> _WHAT TO DO_
1. Reproduce the UNB graduate school interview word for word, starting with "One time, during" and going on through "leave the university.".
2. Carry the UNB graduate school interview forward from its last sentence with the next part.

CE: It was a hard battle, difficult to navigate from the start. Other than Dr. Ricardo Duchesne, finding academics that would take my research seriously was extremely difficult at UNB; all the professors I approached outright rejected my thesis proposal. I had to look to other universities in different provinces (Nova Scotia, Acadia University, Dr. Diemo Landgraf and Ontario, Ottawa University, Dr. Janice Fiamengo) to find professors who were open-minded enough to understand that my research was important and who would be willing to come on board as members of the advisory committee. That took about a year or so. And there was a great deal of ideological bias and closed-mindedness in the classrooms, particularly the promotion and adoration of Critical Theory, radical feminism, and the innate guilt of Europeans as a monolithic racial group, which could not be questioned without the threat of disciplinary action and the spiteful lowering of grades. I was discriminated against, silenced, and intimidated by professors in class for speaking out and challenging their biases.

One time, during class, I had a very awkward staring contest with Thom Workman, the chair of the political science department at UNB Fredericton at the time, because I disagreed with his views on feminism and he wanted to shut my alternative views down. Workman also told me directly that he, along with other academics at UNB, were actively rooting out people with alternative views and interests in so-called taboo subjects. At another time, a radical leftist professor, Robert Whitney, who was teaching students in a mandatory political science class that White people were responsible for inventing slavery and racism, which I questioned, told me I should just quit my research and leave the university.

And then there was the administration. So many obstacles were thrown my way to either prevent me from obtaining my degree or to lengthen the time it took, which was very costly and time-consuming. This included being granted absolutely no scholarships or awards. But that was the least of my problems. The admin took four months to submit the grades of my comprehensive exams as well as four months to set the date for my proposal exam. They also shut down my UNB account for over three months so I could not access my emails and UNB resources like journal articles. Many times I waited weeks on end for the assistant dean of interdisciplinary studies (IDST), Mary Mckenna, to answer email inquiries. At one crucial period, after hearing nothing for several weeks, I spoke with the dean of graduate studies on the telephone, Drew Rendall, who then proceeded to claim I could be accused of violating the UNB constitution for asking the administrative authorities questions about procedure and progress regarding my dissertation and was advised to not contact the assistant dean of IDST at all!

My problems with the administration did not end there. The School of Graduate Studies (SGS) took almost five months to find internal examiners for the final oral exam (it usually takes 2-3 weeks) and delayed my final exam by almost a year (my dissertation was completed in early January 2017 but my oral exam did not occur until December 2017). In order to accommodate UNBs inability to find internal examiners from UNB I was told to alter my dissertation, which I refused to do, and they even requested that I provide a copy of my dissertation to a “potential” internal examiner so they could read it and then decide whether they wanted to be on the examining committee or not, which I also refused to do as only those nominated and accepted as an internal examiner can have a copy of the dissertation.

> _DATA PROVIDED_
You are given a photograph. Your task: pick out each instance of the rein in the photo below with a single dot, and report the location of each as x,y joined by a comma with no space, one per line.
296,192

> _THE ANSWERS_
1.
One time, during class, I had a very awkward staring contest with Thom Workman, the chair of the political science department at UNB Fredericton at the time, because I disagreed with his views on feminism and he wanted to shut my alternative views down. Workman also told me directly that he, along with other academics at UNB, were actively rooting out people with alternative views and interests in so-called taboo subjects. At another time, a radical leftist professor, Robert Whitney, who was teaching students in a mandatory political science class that White people were responsible for inventing slavery and racism, which I questioned, told me I should just quit my research and leave the university.

2.
SGS did eventually find two UNB emeritus professors but they were not from my disciplines of research, instead they were in the fields of forestry (Ian Methven) and ethics (Will van den Hoonaard). Compared to the three other examiners who had expertise in my subject area (Duchesne, Fiamengo, and an external examiner, Dr. Dario Fernandez-Morera from Northwestern University, USA) and who thought the scholarship I exhibited in my dissertation was excellent and only needed minor changes, Methven (forestry) outright rejected my dissertation and Hoonaard (ethics), called for substantial revisions. Despite not even having read my dissertation, both McKenna and Randall, who were not examining board members and were meant to be neutral in their views, sided with Methven and Hoonard (minority vote) against the other three (majority vote) in their negative critique of my work.

Without consultation with all members of the examining board and without requesting a reply from the minority members specifying why they dissented from the majority decision, which are procedural requirements, McKenna and Rendall demanded I revise my work, in terms of length (by half) as well as radically altering my scholarly analysis and conclusions. This was fiercely contested by myself, my supervisor, and my advisory committee, who thought these demands were ideologically driven; it essentially ended in a standoff between the two groups. Only after several exchanges, the submission of objections by the minority members, and references to rights and UNBs own guidelines, handbooks, and mandates from myself and the majority side, was there a resolution. That meant I could proceed with the final exam, which was not without its issues either.

The admin changed the exam room several times, and again right before the exam, and put-up posters for the exam directing people to the old rooms. The final room did not have the technology required for an online connection with Dr. Fiamengo in Ottawa. As such, it was very difficult for myself and the audience to hear what Dr. Fiamengo had to say as the sound quality was just from the speakers of a laptop, and she was interrupted and cut-off several times. Not only did many left-wing professors show up in the audience many of them also jeered at me during the question period. Methven, sitting at the front, continuously rolled his eyes at me whenever I responded to a question he asked. One professor, Chris Doran, was so hostile to my research that he sneered at me while he accused me of “inventing” the term indigenous Europeans because Europeans were not yet minorities in their own countries from a colonizing force. But I persevered, kept calm, knew my rights, argued my case, and was finally shaking hands with the administration and awarded my doctorate.

TP: Do you think higher education is still salvageable? Has the life of the mind now been broken by universities, when previously they nurtured it?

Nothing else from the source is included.